The exercise: Give a verbatim repeat of the lines that run from the line containing "of the distant" to the end of the data below.

Listed records:
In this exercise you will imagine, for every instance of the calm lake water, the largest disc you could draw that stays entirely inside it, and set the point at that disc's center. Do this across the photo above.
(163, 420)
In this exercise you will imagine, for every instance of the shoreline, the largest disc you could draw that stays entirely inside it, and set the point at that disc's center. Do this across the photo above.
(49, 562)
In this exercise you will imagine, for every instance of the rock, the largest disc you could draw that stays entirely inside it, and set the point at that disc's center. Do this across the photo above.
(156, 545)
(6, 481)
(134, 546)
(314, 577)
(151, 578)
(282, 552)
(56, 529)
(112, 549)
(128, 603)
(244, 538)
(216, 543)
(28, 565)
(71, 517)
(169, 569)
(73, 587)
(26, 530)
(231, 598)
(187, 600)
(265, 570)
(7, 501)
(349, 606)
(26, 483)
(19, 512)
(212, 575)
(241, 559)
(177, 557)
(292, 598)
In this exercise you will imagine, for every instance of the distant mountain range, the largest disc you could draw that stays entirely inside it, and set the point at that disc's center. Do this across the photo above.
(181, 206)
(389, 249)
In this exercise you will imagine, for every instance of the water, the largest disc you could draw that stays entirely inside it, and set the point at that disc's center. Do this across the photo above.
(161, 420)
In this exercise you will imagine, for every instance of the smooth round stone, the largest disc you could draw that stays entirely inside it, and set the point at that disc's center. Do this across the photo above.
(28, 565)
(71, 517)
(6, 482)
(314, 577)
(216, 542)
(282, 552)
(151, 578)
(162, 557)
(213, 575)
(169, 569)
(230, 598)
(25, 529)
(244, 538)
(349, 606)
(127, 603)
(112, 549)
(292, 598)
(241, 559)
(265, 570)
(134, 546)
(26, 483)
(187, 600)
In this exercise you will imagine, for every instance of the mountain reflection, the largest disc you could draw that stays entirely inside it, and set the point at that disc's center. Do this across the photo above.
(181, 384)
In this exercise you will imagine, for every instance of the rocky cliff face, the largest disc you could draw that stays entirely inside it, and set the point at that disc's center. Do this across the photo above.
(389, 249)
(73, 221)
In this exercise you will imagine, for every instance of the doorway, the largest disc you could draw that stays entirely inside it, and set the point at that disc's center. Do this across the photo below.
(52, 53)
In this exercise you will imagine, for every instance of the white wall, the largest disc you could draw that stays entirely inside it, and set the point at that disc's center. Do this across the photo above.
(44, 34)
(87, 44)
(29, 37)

Exercise answer:
In this exercise you will imagine, for every instance of the distant mountain range, the largest disc you could draw that stays entirely inside it, and set the point at that disc's center. Do this across the photo above.
(181, 206)
(389, 249)
In this exercise you will imagine, for every instance of the water, the largest disc you could draw that stays entirely inside it, and set the point at that disc's center. Do this across the photo above.
(161, 420)
In this exercise you will imagine, for every instance of the smooth round stone, the largest disc you could draw that stays entirely inside it, and set the point at that disc's center. Do this across the photo above.
(28, 565)
(71, 517)
(6, 482)
(314, 577)
(216, 542)
(282, 552)
(151, 578)
(162, 557)
(213, 575)
(169, 569)
(230, 598)
(25, 529)
(244, 538)
(349, 606)
(127, 603)
(112, 549)
(292, 598)
(241, 559)
(265, 570)
(134, 546)
(26, 483)
(187, 600)
In this exercise you will imagine, for every instance of the mountain reflection, the largest disc you could draw that stays entirely inside it, and set the point at that disc's center. Do this across the photo above.
(181, 384)
In this exercise you will imagine, for every instance of the rocky cliff face, the largest disc you could draw that stays entirely inside it, and set the point at that disc's center. Do this across the photo above.
(389, 249)
(73, 221)
In this exercise you will imagine, for every instance of the doorway, the largest disc you could draw that stays entirely inside it, and set the point at that disc's center. Do this across the photo below.
(52, 53)
In this exercise you will imagine, for every instance of the white wall, the largest disc you could draw that stays entirely inside it, and set the point at that disc's center. Do this across the photo above.
(44, 34)
(87, 44)
(29, 37)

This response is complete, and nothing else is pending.